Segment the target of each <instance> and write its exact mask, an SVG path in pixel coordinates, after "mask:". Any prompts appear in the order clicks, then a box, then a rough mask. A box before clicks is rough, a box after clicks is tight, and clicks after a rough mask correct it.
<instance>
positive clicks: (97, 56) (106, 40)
--*--
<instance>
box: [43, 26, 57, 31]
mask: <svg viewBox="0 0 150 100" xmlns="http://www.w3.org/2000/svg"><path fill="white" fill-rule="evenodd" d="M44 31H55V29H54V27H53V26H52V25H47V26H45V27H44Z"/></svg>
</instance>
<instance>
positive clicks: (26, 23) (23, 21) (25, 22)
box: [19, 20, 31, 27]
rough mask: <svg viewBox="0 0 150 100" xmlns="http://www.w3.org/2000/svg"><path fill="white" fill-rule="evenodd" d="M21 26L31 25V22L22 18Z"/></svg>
--*--
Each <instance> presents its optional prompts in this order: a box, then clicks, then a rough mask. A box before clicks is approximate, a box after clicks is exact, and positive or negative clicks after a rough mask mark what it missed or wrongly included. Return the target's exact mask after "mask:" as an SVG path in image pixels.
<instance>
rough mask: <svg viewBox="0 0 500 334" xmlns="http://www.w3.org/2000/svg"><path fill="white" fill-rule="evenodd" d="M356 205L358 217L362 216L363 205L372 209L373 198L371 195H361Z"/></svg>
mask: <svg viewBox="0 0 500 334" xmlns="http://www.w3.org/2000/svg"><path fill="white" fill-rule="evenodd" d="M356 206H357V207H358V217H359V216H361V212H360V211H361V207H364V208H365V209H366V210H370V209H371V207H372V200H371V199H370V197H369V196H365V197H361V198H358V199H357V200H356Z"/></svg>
--*--
How many of the lines above hold "before"? Answer with only the number.

2